WHAT YOU WILL DO: The records below are to be duplicated exactly as they appear.

___

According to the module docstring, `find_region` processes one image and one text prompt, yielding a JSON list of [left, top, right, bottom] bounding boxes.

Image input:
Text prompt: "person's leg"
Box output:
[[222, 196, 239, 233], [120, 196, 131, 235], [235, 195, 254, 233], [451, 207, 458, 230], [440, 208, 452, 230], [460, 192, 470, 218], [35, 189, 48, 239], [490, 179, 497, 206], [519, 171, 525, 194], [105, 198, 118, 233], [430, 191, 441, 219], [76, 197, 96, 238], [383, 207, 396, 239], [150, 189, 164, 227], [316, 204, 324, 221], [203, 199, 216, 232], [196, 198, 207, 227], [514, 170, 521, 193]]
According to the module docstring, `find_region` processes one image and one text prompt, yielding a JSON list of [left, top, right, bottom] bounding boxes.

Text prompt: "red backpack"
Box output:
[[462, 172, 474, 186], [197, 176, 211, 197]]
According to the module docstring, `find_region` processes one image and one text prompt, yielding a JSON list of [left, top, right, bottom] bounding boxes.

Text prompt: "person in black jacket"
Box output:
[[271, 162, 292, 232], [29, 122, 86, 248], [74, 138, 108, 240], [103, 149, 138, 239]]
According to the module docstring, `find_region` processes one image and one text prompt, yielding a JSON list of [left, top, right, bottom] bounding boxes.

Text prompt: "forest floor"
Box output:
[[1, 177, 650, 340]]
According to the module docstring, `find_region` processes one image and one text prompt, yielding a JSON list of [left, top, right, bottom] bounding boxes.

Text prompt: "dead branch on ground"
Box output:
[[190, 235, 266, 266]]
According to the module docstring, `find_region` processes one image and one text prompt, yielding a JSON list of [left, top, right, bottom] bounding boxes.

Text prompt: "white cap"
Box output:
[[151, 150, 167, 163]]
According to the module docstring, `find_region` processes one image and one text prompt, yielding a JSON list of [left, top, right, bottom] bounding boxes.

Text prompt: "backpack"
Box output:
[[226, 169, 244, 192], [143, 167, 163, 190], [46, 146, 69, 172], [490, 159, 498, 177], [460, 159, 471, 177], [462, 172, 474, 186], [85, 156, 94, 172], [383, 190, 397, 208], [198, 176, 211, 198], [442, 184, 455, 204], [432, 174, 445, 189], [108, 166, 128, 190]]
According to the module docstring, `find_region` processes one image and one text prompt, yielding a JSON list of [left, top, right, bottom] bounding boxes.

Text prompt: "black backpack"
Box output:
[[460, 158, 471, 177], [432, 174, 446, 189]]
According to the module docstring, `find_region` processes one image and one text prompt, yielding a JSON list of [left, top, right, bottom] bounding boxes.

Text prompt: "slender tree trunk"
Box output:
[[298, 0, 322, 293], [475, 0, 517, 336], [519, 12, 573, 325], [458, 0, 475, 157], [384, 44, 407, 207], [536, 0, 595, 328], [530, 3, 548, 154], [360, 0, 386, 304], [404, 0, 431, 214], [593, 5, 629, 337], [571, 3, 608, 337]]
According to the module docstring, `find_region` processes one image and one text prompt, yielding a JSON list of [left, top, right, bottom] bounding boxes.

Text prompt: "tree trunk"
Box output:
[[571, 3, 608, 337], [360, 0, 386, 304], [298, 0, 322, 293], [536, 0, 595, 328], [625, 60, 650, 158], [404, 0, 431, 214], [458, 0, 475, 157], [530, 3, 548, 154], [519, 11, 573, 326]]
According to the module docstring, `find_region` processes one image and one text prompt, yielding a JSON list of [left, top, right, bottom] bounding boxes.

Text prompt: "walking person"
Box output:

___

ANSWER SECTION:
According to the module docstring, `find_region` processes one image and one text prompt, yielding a JSON list of [left, top, right, bottom] bounding boxes.

Image input:
Text prompt: "person's leg"
Box output:
[[222, 196, 239, 233], [120, 196, 131, 235], [235, 195, 254, 233], [451, 207, 458, 230], [440, 208, 452, 230], [460, 192, 470, 218], [35, 189, 48, 239], [490, 179, 497, 206], [519, 171, 525, 194], [105, 198, 118, 233], [430, 191, 441, 219], [76, 197, 96, 238], [383, 207, 396, 239], [150, 189, 164, 227], [316, 204, 324, 221], [203, 199, 216, 232], [196, 198, 207, 227], [514, 170, 521, 193]]
According to the module docstring, `find_region` processes one image and one text prompt, yielding a JSON list of [left, top, right, bottom] bounding boxes.

Text prompt: "red backpack"
Box output:
[[462, 172, 474, 186], [197, 176, 211, 197]]
According to the module docstring, `find_region` processes one image and one text prompt, yielding a JSON list of [left, top, right, bottom] bounding boxes.

Text prompt: "person in black jacket"
Box output:
[[271, 162, 292, 232], [29, 122, 86, 248], [74, 138, 108, 240], [103, 149, 138, 239]]
According to the module docstring, `find_region` processes one image and one text prompt, yielding a JSON list of [left, top, right, bottom] bounding boxes.

Text prompt: "forest floor"
Box output:
[[1, 177, 650, 340]]
According to the module docstring, `find_region` processes one image and one text prompt, yielding a JSON list of [left, top, right, bottom] bounding boxes.

Text prompt: "dead branch on ground"
Box output:
[[190, 235, 266, 266]]
According to the module docstring, `find_region` processes one image and one text prompt, yielding a JSON list of [left, top, right, bottom] bounding boxes.

Text prompt: "white cap"
Box output:
[[151, 150, 167, 163]]
According to the module docstring, `find_region` processes one image and one text prompt, yielding a JSON list of [left, top, right, bottom] bounding boxes.

Text prompt: "backpack"
Box output:
[[226, 169, 244, 192], [143, 167, 163, 190], [46, 146, 69, 172], [490, 159, 498, 177], [460, 159, 471, 177], [462, 172, 474, 186], [85, 156, 94, 172], [383, 190, 397, 208], [198, 176, 211, 198], [442, 184, 455, 204], [432, 174, 445, 189], [108, 166, 128, 190]]
According to the module docstring, `find_region` processes one image and one text prompt, yielding a JSON list of [left, top, right, bottom] bounding boxes.

Text prompt: "black backpack"
Box output:
[[460, 158, 471, 177], [432, 174, 446, 189]]
According to the module docstring, `find_region` processes one image and one text prompt, yielding a JSON list of [left, top, right, bottom] bounding boxes.

Text prompt: "slender tree trunk"
Box output:
[[298, 0, 322, 293], [475, 0, 517, 336], [519, 12, 573, 325], [458, 0, 475, 157], [384, 44, 407, 207], [536, 0, 595, 328], [530, 3, 548, 154], [360, 0, 386, 304], [404, 0, 431, 214], [593, 5, 629, 337], [571, 3, 608, 337]]
According to the module docstring, `find_region` processes one image and one text prompt, yielding a JSON list of [left, top, right, bottom] bounding boxes.

Text prompt: "tree trunk"
Box output:
[[571, 3, 608, 337], [360, 0, 386, 304], [298, 0, 322, 293], [536, 0, 595, 328], [625, 60, 650, 158], [404, 0, 431, 214], [458, 0, 475, 157], [530, 3, 548, 154], [519, 11, 573, 326]]
According to the module docstring, `find_region` processes one image and one text prompt, yielding a JSON list of [left, top, right, bottom] bounding boxes.

Text prompt: "walking person"
Box output:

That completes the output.